> **Text under study**:
_ _ _ _
Disabled claimants should not forget about SSI


Many Pennsylvania and New Jersey individuals interchange the terms “SSI” (Supplemental Security Income) and “SSD” (Social Security Disability). However, those two programs are distinctly different from one another. Many claimants, and even many lawyers who don’t practice enough Social Security law to realize, will file for SSD and not SSI, leaving a few thousand dollars of potential cash benefits on the table. The fact that an online application for SSD does not include a claim for SSI, makes missing this important consideration very easy.

When a person becomes very medically impaired and knows that he or she cannot work a full- time job of any kind anymore, and has stopped working substantially, he or she may decide to file for his or her social security disability insurance benefits (SSDIB or SSD). These are the benefits that the person worked for and paid premiums for, through his tax payments. Those tax payments also made him insured for Social Security Retirement Insurance Benefits (“SSRIB”) once he hits 62 years of age. But what about SSI?
_ _ _ _
> **Provided material**:
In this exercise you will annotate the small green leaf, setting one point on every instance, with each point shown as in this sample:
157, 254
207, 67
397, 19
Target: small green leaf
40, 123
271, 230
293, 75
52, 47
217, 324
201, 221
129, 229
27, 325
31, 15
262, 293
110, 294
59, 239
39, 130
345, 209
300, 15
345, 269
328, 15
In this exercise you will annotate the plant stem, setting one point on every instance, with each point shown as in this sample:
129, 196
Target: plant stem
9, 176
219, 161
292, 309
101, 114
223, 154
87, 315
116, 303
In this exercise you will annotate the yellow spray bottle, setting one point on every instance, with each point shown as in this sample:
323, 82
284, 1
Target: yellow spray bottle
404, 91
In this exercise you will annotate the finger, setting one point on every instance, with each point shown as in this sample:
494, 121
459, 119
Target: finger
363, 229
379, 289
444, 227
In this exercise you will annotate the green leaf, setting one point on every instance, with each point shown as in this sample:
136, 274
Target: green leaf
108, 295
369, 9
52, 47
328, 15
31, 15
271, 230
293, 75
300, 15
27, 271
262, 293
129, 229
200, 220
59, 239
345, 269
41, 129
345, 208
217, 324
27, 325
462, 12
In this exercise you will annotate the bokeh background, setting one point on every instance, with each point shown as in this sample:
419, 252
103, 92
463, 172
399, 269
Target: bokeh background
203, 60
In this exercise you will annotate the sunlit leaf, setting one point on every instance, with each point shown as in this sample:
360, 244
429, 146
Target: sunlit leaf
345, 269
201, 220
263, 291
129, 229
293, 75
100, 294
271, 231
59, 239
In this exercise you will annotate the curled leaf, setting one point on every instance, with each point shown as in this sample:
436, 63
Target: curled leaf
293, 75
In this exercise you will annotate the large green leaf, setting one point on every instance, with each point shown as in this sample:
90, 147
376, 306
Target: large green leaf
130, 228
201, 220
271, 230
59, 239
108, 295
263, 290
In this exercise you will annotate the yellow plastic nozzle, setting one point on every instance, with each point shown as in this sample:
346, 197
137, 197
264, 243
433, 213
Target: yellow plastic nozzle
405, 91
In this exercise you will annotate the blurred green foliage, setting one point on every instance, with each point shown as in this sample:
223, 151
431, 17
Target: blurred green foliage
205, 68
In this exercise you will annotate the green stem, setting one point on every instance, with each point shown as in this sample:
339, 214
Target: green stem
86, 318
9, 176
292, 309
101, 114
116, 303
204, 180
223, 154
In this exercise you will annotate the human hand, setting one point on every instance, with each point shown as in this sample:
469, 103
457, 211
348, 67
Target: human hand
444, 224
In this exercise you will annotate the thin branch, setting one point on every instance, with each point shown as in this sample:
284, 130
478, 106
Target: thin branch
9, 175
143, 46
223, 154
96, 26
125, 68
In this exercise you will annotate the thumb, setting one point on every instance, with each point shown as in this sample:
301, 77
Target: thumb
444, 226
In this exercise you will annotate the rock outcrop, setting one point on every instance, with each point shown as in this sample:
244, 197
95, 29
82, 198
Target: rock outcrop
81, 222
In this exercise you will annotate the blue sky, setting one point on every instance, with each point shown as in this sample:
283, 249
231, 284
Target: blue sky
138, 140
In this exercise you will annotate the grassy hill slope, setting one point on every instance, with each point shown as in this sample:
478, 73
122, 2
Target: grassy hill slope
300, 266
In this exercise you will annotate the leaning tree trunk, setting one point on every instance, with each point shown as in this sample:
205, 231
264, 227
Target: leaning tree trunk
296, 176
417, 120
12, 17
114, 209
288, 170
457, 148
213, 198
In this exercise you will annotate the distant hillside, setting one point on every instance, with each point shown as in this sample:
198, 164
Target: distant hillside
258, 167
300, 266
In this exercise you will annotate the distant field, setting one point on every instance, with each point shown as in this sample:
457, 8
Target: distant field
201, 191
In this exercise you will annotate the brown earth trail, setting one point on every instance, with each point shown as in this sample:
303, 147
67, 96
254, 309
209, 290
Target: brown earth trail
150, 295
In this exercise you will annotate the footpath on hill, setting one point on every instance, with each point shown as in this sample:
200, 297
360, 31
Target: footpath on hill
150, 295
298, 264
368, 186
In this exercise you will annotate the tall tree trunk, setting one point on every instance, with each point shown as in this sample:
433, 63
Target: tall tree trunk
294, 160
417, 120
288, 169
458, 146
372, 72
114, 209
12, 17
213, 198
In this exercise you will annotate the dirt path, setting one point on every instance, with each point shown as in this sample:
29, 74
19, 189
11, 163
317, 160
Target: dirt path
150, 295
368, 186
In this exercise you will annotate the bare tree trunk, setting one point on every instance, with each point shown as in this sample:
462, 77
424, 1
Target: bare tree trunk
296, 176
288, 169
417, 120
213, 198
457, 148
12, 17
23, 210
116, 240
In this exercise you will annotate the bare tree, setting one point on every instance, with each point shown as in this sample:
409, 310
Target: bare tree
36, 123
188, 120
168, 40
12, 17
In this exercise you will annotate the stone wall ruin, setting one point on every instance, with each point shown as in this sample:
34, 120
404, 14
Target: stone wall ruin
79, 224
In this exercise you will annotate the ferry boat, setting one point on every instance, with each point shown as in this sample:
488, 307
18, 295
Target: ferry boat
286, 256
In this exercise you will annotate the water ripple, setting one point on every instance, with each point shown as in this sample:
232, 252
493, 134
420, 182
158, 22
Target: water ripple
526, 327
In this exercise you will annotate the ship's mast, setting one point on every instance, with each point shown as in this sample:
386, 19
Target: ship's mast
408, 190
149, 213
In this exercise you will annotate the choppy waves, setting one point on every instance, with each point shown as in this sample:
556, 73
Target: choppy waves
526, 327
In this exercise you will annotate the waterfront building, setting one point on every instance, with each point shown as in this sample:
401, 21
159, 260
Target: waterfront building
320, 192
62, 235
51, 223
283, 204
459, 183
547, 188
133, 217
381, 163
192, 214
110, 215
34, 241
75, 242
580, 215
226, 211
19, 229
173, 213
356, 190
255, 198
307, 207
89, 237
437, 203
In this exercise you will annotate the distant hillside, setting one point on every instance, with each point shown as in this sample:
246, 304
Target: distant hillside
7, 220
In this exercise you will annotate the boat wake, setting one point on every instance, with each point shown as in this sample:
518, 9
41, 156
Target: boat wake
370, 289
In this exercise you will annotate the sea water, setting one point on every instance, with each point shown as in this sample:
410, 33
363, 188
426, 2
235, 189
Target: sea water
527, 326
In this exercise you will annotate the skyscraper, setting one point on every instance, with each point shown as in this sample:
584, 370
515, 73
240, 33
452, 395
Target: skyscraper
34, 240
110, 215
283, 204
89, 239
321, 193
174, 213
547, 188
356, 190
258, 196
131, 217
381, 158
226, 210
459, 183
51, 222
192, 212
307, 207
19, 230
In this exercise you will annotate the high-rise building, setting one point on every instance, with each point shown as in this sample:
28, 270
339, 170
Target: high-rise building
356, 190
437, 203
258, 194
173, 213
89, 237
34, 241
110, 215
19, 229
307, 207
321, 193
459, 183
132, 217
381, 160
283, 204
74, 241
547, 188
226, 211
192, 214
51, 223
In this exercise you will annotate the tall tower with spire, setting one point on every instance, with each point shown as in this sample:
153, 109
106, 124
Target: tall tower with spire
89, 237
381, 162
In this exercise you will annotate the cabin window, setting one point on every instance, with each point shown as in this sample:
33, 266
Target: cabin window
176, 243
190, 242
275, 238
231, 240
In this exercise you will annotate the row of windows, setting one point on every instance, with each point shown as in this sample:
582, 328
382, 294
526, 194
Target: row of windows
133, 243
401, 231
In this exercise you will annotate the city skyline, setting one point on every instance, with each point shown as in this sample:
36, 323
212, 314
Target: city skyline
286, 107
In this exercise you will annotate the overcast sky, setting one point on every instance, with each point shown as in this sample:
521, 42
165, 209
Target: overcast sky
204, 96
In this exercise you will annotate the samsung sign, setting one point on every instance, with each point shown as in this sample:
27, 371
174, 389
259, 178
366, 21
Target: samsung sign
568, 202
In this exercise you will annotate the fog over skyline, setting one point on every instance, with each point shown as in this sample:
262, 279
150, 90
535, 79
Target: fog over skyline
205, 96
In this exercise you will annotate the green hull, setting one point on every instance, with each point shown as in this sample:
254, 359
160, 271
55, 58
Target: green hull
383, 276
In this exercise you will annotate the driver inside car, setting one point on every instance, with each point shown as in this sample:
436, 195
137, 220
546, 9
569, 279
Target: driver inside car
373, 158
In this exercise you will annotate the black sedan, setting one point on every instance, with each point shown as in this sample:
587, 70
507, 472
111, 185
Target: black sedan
_ _ _ _
> **About this task**: Copy the stretch of the SSI text that opens with the words containing "Disabled claimants should" and closes with "consideration very easy.", switching "claimants" to "applicants". Work only from the SSI text and leave the records aside.

> **Result for this task**:
Disabled applicants should not forget about SSI


Many Pennsylvania and New Jersey individuals interchange the terms “SSI” (Supplemental Security Income) and “SSD” (Social Security Disability). However, those two programs are distinctly different from one another. Many applicants, and even many lawyers who don’t practice enough Social Security law to realize, will file for SSD and not SSI, leaving a few thousand dollars of potential cash benefits on the table. The fact that an online application for SSD does not include a claim for SSI, makes missing this important consideration very easy.